- _EXTRAIT FOURNI_:
--
Après les recettes de l’État, l'Assemblée nationale s'attaque mardi au budget de la Sécu 2018, le gouvernement parlant d'un budget de "responsabilité" et de "solidarité" quand la gauche et certains à droite dénoncent "l'injustice" de la hausse de la CSG.
Sitôt le volet recettes du projet de loi de finances adopté en première lecture, ce qui doit être le cas mardi en milieu d'après-midi, les députés vont plancher sur les 57 articles du projet de loi de financement de la Sécurité sociale (PLFSS), le premier du quinquennat Macron. Un millier d'amendements sont au menu jusqu'à vendredi, voire jusqu'au lundi 30 octobre.
Pour le rapporteur général Olivier Véran (LREM), c'est le budget "des engagements tenus et du pouvoir d’achat".
Au prix d'économies dans le domaine de la santé, le déficit de la Sécu doit être réduit à 2,2 milliards d'euros l'année prochaine, niveau inédit depuis 17 ans. La ministre de la Santé Agnès Buzyn vante l'engagement dans "une trajectoire du retour à l'équilibre en 2020".
Le régime général (maladie, retraites, famille, accidents du travail) serait en léger excédent de 1,2 milliard en 2018. Pour l'atteindre, la branche maladie devra réaliser plus de 3 milliards d'euros d'économies, via notamment une augmentation de 2 euros du forfait journalier hospitalier et des baisses de prix des médicaments. Il existe une "marge de manœuvre énorme" car "30% des dépenses de l'assurance maladie ne sont pas pertinentes", notamment à l'hôpital, assure Mme Buzyn dans Le Journal du Dimanche.
--
- _TRAVAIL DEMANDÉ_:
1/ Dans l'article sur le budget de la Sécurité sociale 2018, à quel montant le déficit de la Sécu doit-il être ramené l'année prochaine ?
2/ Prolongez s'il vous plaît l'article sur le budget de la Sécurité sociale 2018 à partir de sa dernière phrase.

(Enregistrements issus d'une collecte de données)
--
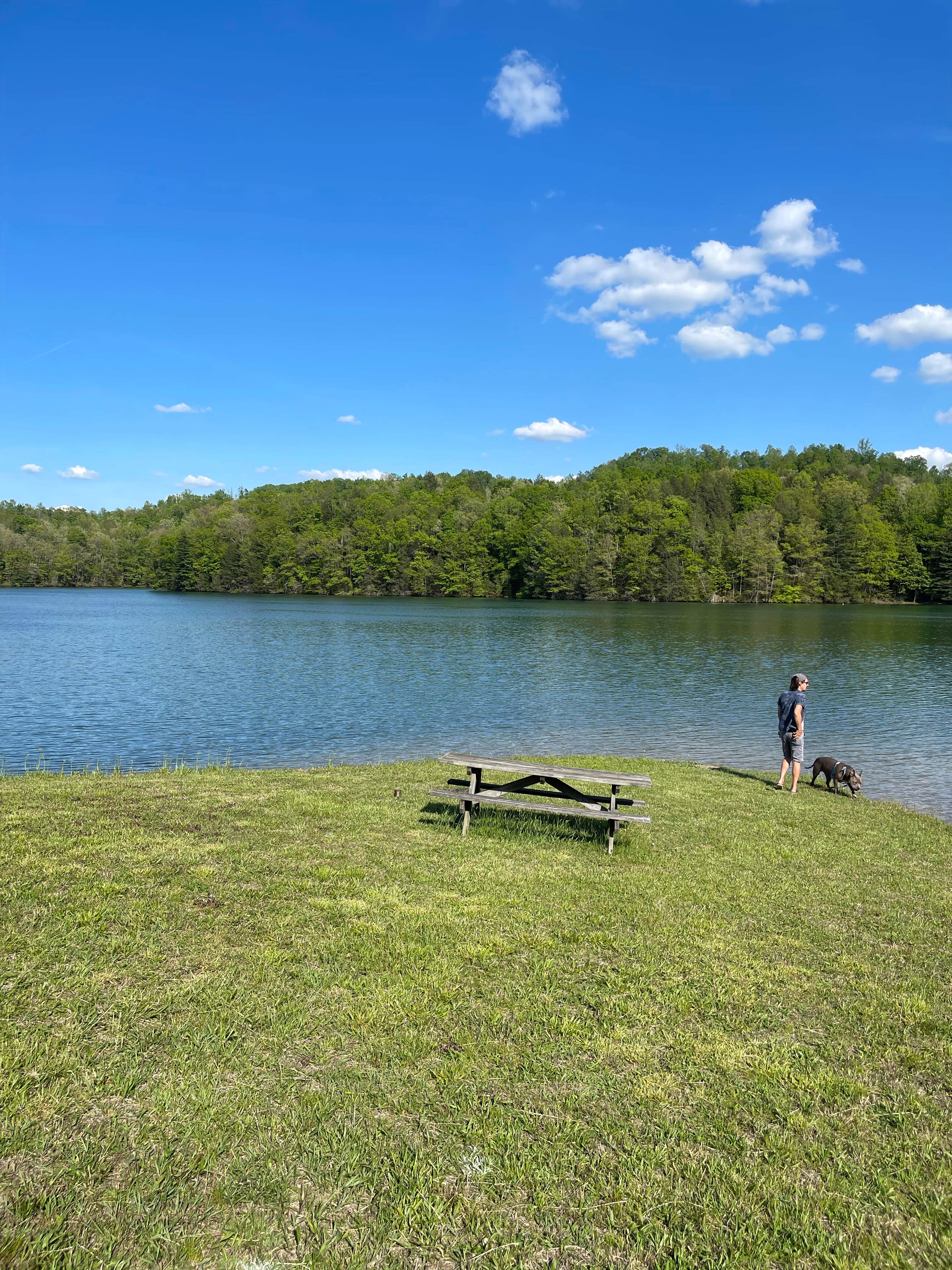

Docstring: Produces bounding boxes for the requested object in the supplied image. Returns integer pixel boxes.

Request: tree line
[0,442,952,603]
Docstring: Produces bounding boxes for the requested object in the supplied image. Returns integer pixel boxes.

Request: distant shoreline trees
[0,442,952,603]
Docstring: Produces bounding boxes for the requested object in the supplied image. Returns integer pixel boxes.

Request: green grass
[0,758,952,1270]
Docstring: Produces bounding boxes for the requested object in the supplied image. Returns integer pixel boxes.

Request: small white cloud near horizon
[856,305,952,348]
[892,446,952,470]
[513,415,589,442]
[297,467,390,480]
[486,48,569,137]
[918,353,952,384]
[767,324,797,347]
--
- _RÉPONSES FOURNIES_:
1/ À 2,2 milliards d'euros.

2/
En même temps, comme promis par le candidat Emmanuel Macron, les cotisations sociales des salariés du privé vont baisser, ce qui se verra sur les feuilles de paie dès janvier.
Mais la mesure sera financée par une hausse de la contribution sociale généralisée (CSG), faisant contribuer en particulier davantage les retraités, ce qui concentre les critiques des opposants.
Des députés LR, Constructifs, ainsi qu'Insoumis et communistes dénoncent un "coup de poignard" sur les retraités et "un impôt injuste, dont l’augmentation va toucher principalement les personnes âgées les plus pauvres". Des socialistes ont tenté, en vain, en commission d'exempter certaines catégories.
- 'Deuxième lame' -
Le groupe Nouvelle Gauche voit globalement dans ce PLFSS "la deuxième lame du budget des riches", accompagnant dans le budget de l’État la transformation de l'ISF ou "la mise en place d'une +flat tax+ pour les +premiers de cordée+".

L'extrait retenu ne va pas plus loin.